* _TEXTE FOURNI_
_ _ _ _
Film français de Raphaële Moussafir et Christophe Offenstein (2024), avec Chantal Lauby, Gérard Darmon, Camille Lellouche, Mélanie Doutey, Vanessa Guide, Gringe, Max Boublil, Tom Leeb, Liliane Rovère, Charlie Yeramian… 1h23. Sortie le 25 décembre 2024.



La vie est belle (1947) de Frank Capra



Aux États-Unis, le film de Noël est une institution intangible qui a donné parfois le meilleur, de La vie est belle (1947) de Frank Capra à L’étrange Noël de Monsieur Jack (1993) d’Henry Selick, Love Actually (2003) de Richard Curtis et Le Pôle Express (2004) de Robert Zemeckis, en passant par les innombrables versions de Miracle sur la 34e Rue, Maman, j’ai raté l’avion, Le Grinch et Elf, mais aussi trop souvent le pire. Rien de tout cela en France où le bonhomme rouge inventé par Coca Cola a bizarrement vu sa bedaine, sa houppelande et son teint rubicond associés à des films plutôt atypiques, de L’assassinat du Père Noël (1941) de Christian-Jaque à L’arbre de Noël (1969) de Terence Young voire Le Père Noël est une ordure (1982) de Jean-Marie Poiré, en passant par J’ai rencontré le Père Noël (1984) de Christian Gion et Santa & Cie (2017) d’Alain Chabat. En Italie, le succès de ses films saisonniers a même donné naissance à un genre à part entière : le ciné panettone lancé en 1983 par Vacanze di natale de Carlo Vanzina qui a engendré pas moins d’une quinzaine de répliques à but lucratif en l’espace de trois décennies.



La bûche (1999) de Danièle Thompson



Reprenant une tradition plus que séculaire lancée dès 1898 par le Britannique George Albert Smith avec Saint-Nicolas, puis déclinée en France par Georges Méliès avec L’ange de Noël (1904) et Alice Guy avec Le Noël de monsieur le curé (1906), des producteurs de l’Hexagone en quête de nouveaux filons tentent depuis quelques années de décliner le concept de Noël selon le modèle éprouvé qui a substitué la célébration d’Halloween à la Toussaint, marketing inclus. Mais ça ne fonctionne toujours pas, à en juger par le bide récent de Noël joyeux (2023) de Clément Michel, hybridation contre nature entre Tatie Danielle (1990) d’Étienne Chatiliez et La bûche (1999) de Danièle Thompson. L’hiver 2024 semble d’ores et déjà à marquer d’une pierre blanche dans ce registre, tant il ambitionne de nous submerger de dinde, de cotillons, de paillettes et de grincements de dents. Reste que trop de Noël risque de tuer une magie en rouge et blanc déjà singulièrement mise à mal, la fête de famille vantée par le marketing constituant pour les plus fragiles un accélérateur de dépression et un véritable calvaire, tant il est difficile d’endurer seul cette période placée sous le signe du partage et de la convivialité.
_ _ _ _
* _SEGMENT DE DONNÉES_
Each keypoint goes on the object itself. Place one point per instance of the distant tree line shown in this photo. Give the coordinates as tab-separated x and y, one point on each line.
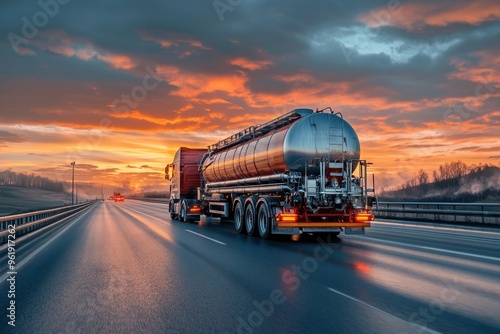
_ _ _ _
* _ÉNONCÉ ÉCRIT 1_
Indiquez en quelle année et avec quel film le ciné panettone a été lancé en Italie, d'après le texte fourni.
* _ÉNONCÉ ÉCRIT 2_
Expliquez, à partir du texte fourni, pourquoi trop de Noël risque de tuer la magie de cette fête.
* _ÉNONCÉ ÉCRIT 3_
Dites si chacune des affirmations suivantes s'accorde avec le texte fourni, en citant les mots décisifs : (a) Georges Méliès a réalisé L'ange de Noël en 1904. (b) Noël joyeux (2023) a connu le succès. (c) Le bonhomme rouge a été inventé par Coca Cola.

* _RÉPONSE COMPLÈTE 1_
En 1983, avec Vacanze di natale de Carlo Vanzina.

* _RÉPONSE COMPLÈTE 2_
La fête de famille vantée par le marketing devient, pour les plus fragiles, un accélérateur de dépression et un véritable calvaire. Il est en effet difficile d'endurer seul une période placée sous le signe du partage et de la convivialité.

* _RÉPONSE COMPLÈTE 3_
(a) Oui : « Georges Méliès avec L’ange de Noël (1904) ».
(b) Non : « le bide récent de Noël joyeux (2023) de Clément Michel ».
(c) Oui : « le bonhomme rouge inventé par Coca Cola ».